* EXERCISE AIM *
Please rewrite the listing below with "Return value" replaced by "Result" everywhere and nothing else changed. Leave the pictures out of your answer.

+++ INPUT ROWS

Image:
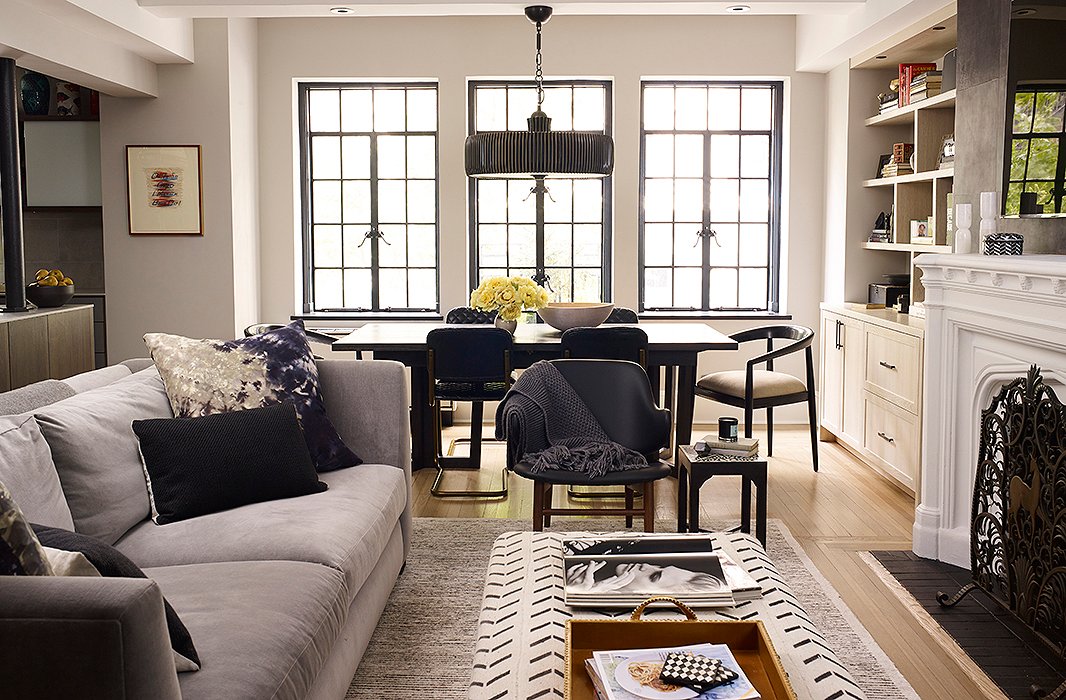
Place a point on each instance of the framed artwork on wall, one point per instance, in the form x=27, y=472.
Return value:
x=163, y=191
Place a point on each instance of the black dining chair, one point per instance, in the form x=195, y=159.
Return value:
x=313, y=336
x=473, y=364
x=753, y=389
x=619, y=395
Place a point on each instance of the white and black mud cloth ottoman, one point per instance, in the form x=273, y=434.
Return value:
x=521, y=633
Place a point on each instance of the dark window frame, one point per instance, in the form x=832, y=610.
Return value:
x=776, y=134
x=607, y=261
x=307, y=306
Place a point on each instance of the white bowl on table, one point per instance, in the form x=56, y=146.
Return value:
x=564, y=315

++++++

* SOLUTION TO THIS TASK *
Image:
Place a point on each instance of the framed artwork on wall, one point per instance, in the form x=27, y=472.
Result:
x=163, y=191
Place a point on each instance of the black dining chair, one point per instance, in the form x=195, y=159.
Result:
x=313, y=336
x=473, y=364
x=753, y=389
x=619, y=395
Place a point on each instance of the white and black mud cloth ottoman, one point per instance, in the form x=273, y=434.
Result:
x=521, y=633
Place a point on each instance of the dark window frame, one point per instance, in the form x=832, y=610.
Result:
x=776, y=134
x=607, y=261
x=307, y=306
Place a point on each instance of the white bowl on table, one point per instance, in the form x=56, y=146.
Result:
x=564, y=315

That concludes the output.